▶ Stated task: Reproduce every one of the rows below word for word, omitting the pictures.

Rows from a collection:
"""

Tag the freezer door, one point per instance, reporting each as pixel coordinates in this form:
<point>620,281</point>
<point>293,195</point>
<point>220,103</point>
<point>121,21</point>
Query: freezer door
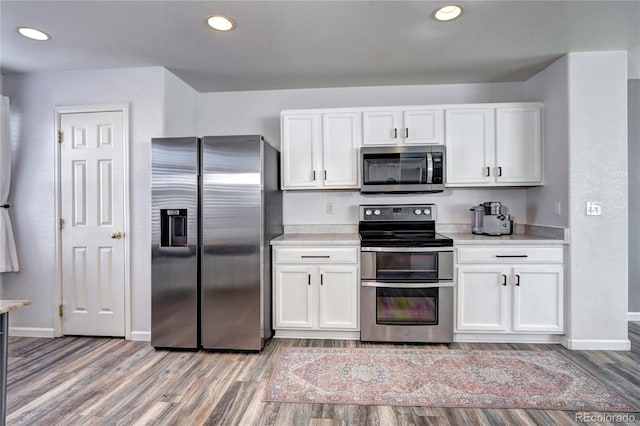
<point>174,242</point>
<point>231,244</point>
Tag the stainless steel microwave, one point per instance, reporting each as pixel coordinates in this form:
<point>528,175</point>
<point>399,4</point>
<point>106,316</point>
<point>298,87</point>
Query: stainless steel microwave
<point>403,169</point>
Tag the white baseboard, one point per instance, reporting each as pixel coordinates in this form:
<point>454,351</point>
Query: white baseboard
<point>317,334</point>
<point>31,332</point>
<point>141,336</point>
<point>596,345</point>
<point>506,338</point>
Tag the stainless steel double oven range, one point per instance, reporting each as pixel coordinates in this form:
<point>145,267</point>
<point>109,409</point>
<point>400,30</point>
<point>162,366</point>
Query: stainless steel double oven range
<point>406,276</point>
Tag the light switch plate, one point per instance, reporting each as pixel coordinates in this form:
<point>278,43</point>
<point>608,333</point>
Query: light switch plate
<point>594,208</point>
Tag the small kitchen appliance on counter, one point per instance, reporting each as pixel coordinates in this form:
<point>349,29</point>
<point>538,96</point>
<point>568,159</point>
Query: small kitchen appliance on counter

"""

▶ Answer to the task:
Tag the freezer door, one point per instance, reporting each as pixel coordinates in this form:
<point>620,281</point>
<point>293,195</point>
<point>220,103</point>
<point>121,21</point>
Query: freezer door
<point>174,242</point>
<point>231,244</point>
Tag the stainless steel microwave, one point per instance, reporting each as pixel coordinates in this form:
<point>528,175</point>
<point>399,4</point>
<point>106,316</point>
<point>298,87</point>
Query: stainless steel microwave
<point>403,169</point>
Tag the white baseboard, one point per instance, reporting each as pixel coordinates in this form:
<point>454,351</point>
Query: white baseboard
<point>317,334</point>
<point>31,332</point>
<point>141,336</point>
<point>596,345</point>
<point>506,338</point>
Tag the stainless steel double oven range, one point per instance, reporting each as pixel coordinates in this form:
<point>145,267</point>
<point>109,409</point>
<point>400,30</point>
<point>162,366</point>
Query: stainless steel double oven range
<point>406,276</point>
Tag the light switch plate, one point per instance, reporting each as pixel coordinates in this form:
<point>278,43</point>
<point>608,333</point>
Query: light switch plate
<point>594,208</point>
Tag the small kitchen appliance on counter, one point per instance, reporting each as pixel coordinates in this form:
<point>349,29</point>
<point>538,96</point>
<point>568,159</point>
Query: small kitchen appliance on counter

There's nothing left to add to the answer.